◆ Short problem A ◆
Answer these questions about the passage on kinds of series:
(i) Whose books are named as good examples of the romance series with loosely associated friends?
(ii) Which two authors' books illustrate the series built around a small core of continuing characters?
(iii) What two names does the passage suggest for the kind of series with one long story arc?

◆ Text extract ◆
_ _ _ _ _

And in the eleven chapters of Royal Rebellion that I've written since then, I discovered a confirmation of what was previously posted here about different kinds of series. If you write a romance series—say, featuring a group of friends, even loosely associated friends—each tale is new with characters from previous books putting in brief appearances here and there, oftentimes helping with a crisis at the end. The books of Mary Balogh are good examples of this kind of series. Also, Jayne Castle/Jayne Ann Krentz/Amanda Quick has written a whole slew of loosely connected stories of the paranormal, with characters ranging from Victorian times to their descendants on another planet far in the future.
And then there is the type of series—often mysteries—where a small core of characters play continuing central roles, but the story is new each time. The author has the advantage of having established characters to play with, but the challenge of coming up with new villains and varying plots each time. The books of Jack Higgins and Linda Castillo are good examples of this.
Thirdly, there are authors like George R. R. Martin who has one long story arc, with a thousand characters and nearly as many offshoots of the main plot, with the action taking place over a period of years. This kind of series might be called "Epic" or "Saga." Anne McCaffrey's classic Dragonrider series is also an example of this kind of series. (Although not a book series, the many Star Wars movies also fit this category.)

_ _ _ _ _

◆ Records taken from a collection ◆
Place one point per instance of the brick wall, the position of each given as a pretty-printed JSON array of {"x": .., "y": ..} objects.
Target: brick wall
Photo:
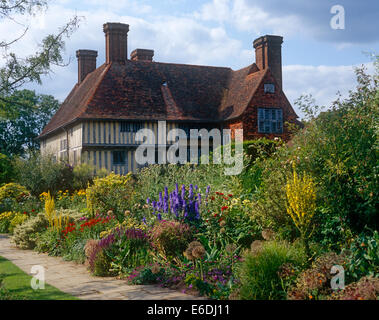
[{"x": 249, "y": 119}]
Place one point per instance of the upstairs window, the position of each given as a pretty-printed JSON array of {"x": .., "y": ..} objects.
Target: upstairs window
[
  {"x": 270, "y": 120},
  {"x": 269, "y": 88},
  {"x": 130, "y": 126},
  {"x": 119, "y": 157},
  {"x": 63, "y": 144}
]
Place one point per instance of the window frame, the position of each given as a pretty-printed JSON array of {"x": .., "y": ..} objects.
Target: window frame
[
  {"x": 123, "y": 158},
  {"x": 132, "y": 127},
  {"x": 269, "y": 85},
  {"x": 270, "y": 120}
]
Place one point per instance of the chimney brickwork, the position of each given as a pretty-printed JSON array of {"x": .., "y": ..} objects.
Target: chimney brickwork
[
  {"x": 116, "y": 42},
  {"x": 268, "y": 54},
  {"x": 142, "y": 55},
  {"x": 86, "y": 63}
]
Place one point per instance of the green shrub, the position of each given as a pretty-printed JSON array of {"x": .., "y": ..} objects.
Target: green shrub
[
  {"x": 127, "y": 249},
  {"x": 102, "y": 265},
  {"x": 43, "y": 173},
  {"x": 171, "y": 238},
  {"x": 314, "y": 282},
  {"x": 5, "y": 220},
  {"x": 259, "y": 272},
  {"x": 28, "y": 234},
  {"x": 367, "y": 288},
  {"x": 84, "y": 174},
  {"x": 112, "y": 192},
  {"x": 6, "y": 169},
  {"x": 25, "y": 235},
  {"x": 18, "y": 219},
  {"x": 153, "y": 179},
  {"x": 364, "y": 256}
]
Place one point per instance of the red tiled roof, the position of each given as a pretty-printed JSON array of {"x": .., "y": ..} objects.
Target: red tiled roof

_ _ _ _ _

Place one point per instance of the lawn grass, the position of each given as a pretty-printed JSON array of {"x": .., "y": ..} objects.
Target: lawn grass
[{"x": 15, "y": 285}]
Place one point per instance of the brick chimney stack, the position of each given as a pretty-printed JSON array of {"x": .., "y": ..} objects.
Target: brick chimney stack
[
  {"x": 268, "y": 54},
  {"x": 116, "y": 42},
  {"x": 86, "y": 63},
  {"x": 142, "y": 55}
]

_ _ _ _ _

◆ Short problem B ◆
In the listing, recast the lines from the line with "Place one point per instance of the red" up to and including the line with "Target: red tiled roof" as a JSON list of strings, one string per line, leaving out blank lines.

◆ Exercise solution A ◆
(i) Mary Balogh
(ii) Jack Higgins and Linda Castillo
(iii) "Epic" or "Saga"

◆ Exercise solution B ◆
[
  "Place one point per instance of the red tiled roof, the position of each given as a pretty-printed JSON array of {\"x\": .., \"y\": ..} objects.",
  "Target: red tiled roof"
]